*Texto propuesto*.
================

Y aquí viene la gran cuestión de todo. Si unos supuestos científicos no son conscientes de que es imposible sobrevivir como humanidad en un planeta que está perdiendo biodiversidad a un ritmo escandalosamente rápido en el que ya hemos acabado con el 60 % de la vida silvestre desde 1970, si esos mismos “expertos”, no toman conciencia de que el planeta en el que vivimos y destrozamos, ya no es el mismo en el que vivían mis abuelos, es más, ni siquiera es el mismo de cuando yo era niño, ¿cómo vamos a hacer que la población general, la de las cañas y las cinco horas de televisión basura, la de los dos trabajos para llegar a fin de mes, la que ya no puede comprar un litro de aceite de oliva virgen extra porque vale tres veces más aquí que en Irlanda que no tiene un puto olivo, la del futbol y el Master Cheff, sea consciente de que o bajamos el consumo, el ritmo y cambiamos de estilo de vida o la siguiente generación será la última?

================

*Registros de una colección*.
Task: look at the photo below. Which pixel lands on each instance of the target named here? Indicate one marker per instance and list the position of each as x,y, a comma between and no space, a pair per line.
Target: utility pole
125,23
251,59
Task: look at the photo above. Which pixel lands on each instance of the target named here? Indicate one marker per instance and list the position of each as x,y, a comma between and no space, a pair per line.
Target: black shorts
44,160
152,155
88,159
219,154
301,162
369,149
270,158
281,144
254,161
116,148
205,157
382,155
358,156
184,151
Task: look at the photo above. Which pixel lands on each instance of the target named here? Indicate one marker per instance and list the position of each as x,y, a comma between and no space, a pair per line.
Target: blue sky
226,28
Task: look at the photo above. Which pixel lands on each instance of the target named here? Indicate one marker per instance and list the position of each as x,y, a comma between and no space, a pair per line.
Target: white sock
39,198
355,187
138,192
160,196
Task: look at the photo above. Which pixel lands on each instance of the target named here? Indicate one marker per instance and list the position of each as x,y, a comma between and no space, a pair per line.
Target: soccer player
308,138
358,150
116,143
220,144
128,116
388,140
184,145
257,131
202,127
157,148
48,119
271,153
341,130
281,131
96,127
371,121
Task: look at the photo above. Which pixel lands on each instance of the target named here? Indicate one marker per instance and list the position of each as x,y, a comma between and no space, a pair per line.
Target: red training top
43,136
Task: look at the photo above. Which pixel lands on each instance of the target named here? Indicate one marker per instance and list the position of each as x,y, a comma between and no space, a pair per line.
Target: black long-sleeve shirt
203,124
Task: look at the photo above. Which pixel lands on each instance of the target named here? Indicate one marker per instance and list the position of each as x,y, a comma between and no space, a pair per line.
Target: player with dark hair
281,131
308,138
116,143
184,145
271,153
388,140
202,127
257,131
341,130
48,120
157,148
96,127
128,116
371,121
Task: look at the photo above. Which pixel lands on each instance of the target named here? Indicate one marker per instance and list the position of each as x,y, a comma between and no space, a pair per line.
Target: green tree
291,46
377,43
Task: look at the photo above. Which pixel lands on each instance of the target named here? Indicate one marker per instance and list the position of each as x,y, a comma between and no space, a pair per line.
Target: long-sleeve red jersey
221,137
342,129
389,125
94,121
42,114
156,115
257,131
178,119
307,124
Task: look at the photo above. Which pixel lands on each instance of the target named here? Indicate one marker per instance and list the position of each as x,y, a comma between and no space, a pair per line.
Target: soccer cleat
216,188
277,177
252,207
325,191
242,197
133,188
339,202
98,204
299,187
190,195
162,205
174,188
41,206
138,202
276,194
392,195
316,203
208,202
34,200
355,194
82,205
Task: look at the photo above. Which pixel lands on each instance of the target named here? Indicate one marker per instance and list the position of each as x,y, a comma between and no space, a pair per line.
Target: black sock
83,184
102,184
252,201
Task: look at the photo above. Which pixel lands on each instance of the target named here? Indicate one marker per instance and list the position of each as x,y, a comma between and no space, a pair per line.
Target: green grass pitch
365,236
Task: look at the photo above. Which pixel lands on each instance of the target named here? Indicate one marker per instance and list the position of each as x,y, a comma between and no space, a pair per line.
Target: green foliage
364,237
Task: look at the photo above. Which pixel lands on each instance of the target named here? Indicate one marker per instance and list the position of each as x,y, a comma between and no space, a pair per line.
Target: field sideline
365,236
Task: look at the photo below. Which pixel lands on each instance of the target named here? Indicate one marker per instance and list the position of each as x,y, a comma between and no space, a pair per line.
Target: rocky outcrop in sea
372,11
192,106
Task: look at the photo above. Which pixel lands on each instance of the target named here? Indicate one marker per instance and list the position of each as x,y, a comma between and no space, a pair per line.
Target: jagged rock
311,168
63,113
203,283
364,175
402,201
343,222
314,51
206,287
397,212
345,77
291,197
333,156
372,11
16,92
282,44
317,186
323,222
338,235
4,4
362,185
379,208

================

*Tareas*.
1) Según el texto sobre la pérdida de biodiversidad, ¿qué porcentaje de la vida silvestre se ha eliminado desde 1970?
2) ¿Cómo seguiría el texto sobre la pérdida de biodiversidad? Continúalo a partir de su última frase.
Los ítems son un material aparte, sin relación con el texto.

*Respuestas*.
1) El 60 %.

2)
Los últimos sucesos acontecidos en España con varios pueblos anegados, carreteras destruidas, puentes derribados por el agua y lo que es peor, vidas humanas sesgadas por las riadas, así como los sucedidos en Grecia dónde se han llegado a acumular precipitaciones de 1.600 litros de agua por metro cuadrado en 24 horas, (en dos días cayó la lluvia equivalente a la media de tres años) fruto del calentamiento exponencial del mediterráneo (en agosto ha habido días de aguas a 30 º), o los desastres de la semana pasada en Hong Kong, Brasil o Libia, no son fruto de la casualidad ni del famoso y consabido “siempre ha habido tormentas de verano y siempre ha habido inundaciones, porque el suceso de Grecia, Bulgaria, Turquía y Libia no se había dado nunca, como nunca antes había habido olivos con frutos en Burgos ni días de calor en septiembre de 30 grados con una humedad del 80 % como está sucediendo mientras escribo estas líneas.

La mayoría de la gente no es consciente de que este clima no es soportable a largo plazo. Las sequías producen falta de alimentos y falta de agua y la subida de temperaturas trae consigo insectos habituales en climas tórridos, inexistentes en estas latitudes, como los mosquitos tigre u otros que han llegado a Italia, España, Francia y hasta el Reino Unido y son portadores de enfermedades peligrosas para las que no estamos inmunizados.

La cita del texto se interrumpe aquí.